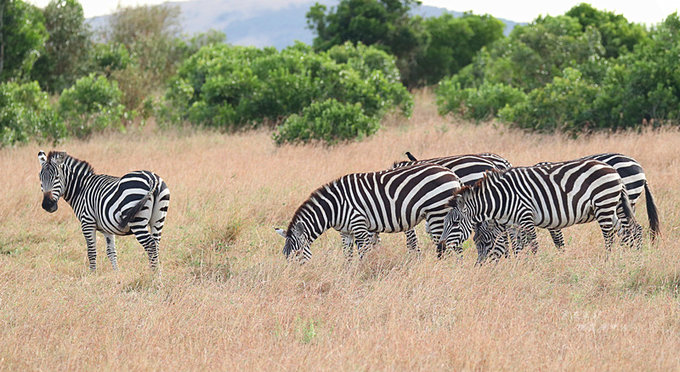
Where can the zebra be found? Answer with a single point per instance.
(135, 203)
(633, 177)
(552, 196)
(469, 168)
(359, 204)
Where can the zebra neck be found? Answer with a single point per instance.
(76, 175)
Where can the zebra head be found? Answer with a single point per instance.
(51, 178)
(297, 242)
(458, 223)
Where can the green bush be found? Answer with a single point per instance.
(232, 87)
(476, 103)
(564, 104)
(92, 104)
(109, 57)
(25, 113)
(329, 121)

= = = =

**Try it:**
What is wanted is a word-for-word restatement of the entries, without their images.

**Solution for this exercise:**
Where can the zebra be found? Answer with a single point per instance.
(135, 203)
(633, 177)
(552, 196)
(469, 168)
(359, 204)
Where can the zebra neck be found? Answer with a single point per instance.
(76, 175)
Where can the zebra head be found? Answer with a single point per instance.
(51, 178)
(297, 242)
(458, 223)
Where can the green bush be found? Answer with a single point per instance.
(232, 87)
(476, 103)
(564, 104)
(92, 104)
(109, 57)
(25, 113)
(329, 121)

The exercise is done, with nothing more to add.